[REQUIRED ACTION]:
Wherever the string "water" turns up in the data, copy the whole line.

[RECORDS TO USE]:
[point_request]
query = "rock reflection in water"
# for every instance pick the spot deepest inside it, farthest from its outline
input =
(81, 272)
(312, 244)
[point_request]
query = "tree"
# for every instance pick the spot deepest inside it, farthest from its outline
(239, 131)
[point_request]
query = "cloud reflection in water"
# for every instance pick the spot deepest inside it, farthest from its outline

---

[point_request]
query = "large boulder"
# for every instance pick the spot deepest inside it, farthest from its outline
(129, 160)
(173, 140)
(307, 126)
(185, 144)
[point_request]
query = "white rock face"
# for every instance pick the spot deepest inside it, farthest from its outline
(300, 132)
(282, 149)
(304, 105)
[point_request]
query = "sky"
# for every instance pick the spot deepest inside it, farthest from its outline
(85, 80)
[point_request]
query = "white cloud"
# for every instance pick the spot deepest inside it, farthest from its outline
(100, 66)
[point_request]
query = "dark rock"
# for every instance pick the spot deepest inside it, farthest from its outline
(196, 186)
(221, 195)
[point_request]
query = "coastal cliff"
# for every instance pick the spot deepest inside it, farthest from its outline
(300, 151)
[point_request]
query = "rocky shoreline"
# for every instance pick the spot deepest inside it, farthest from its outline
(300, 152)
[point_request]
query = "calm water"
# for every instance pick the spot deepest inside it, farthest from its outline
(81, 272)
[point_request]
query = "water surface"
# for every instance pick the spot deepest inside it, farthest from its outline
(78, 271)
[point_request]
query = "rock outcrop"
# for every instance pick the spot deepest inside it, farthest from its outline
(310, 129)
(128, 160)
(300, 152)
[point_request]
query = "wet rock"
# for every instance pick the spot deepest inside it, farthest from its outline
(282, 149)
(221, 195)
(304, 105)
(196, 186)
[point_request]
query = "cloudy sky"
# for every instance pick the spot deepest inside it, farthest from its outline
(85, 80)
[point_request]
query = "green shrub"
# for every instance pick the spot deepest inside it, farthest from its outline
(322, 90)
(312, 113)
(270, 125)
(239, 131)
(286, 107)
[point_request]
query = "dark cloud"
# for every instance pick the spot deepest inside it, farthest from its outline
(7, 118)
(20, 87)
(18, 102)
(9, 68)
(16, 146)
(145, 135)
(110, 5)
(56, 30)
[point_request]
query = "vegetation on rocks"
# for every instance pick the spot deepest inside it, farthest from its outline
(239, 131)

[RESULT]:
query = "rock reflection in water"
query = "cloud reflection in water"
query = "calm water"
query = "water surface"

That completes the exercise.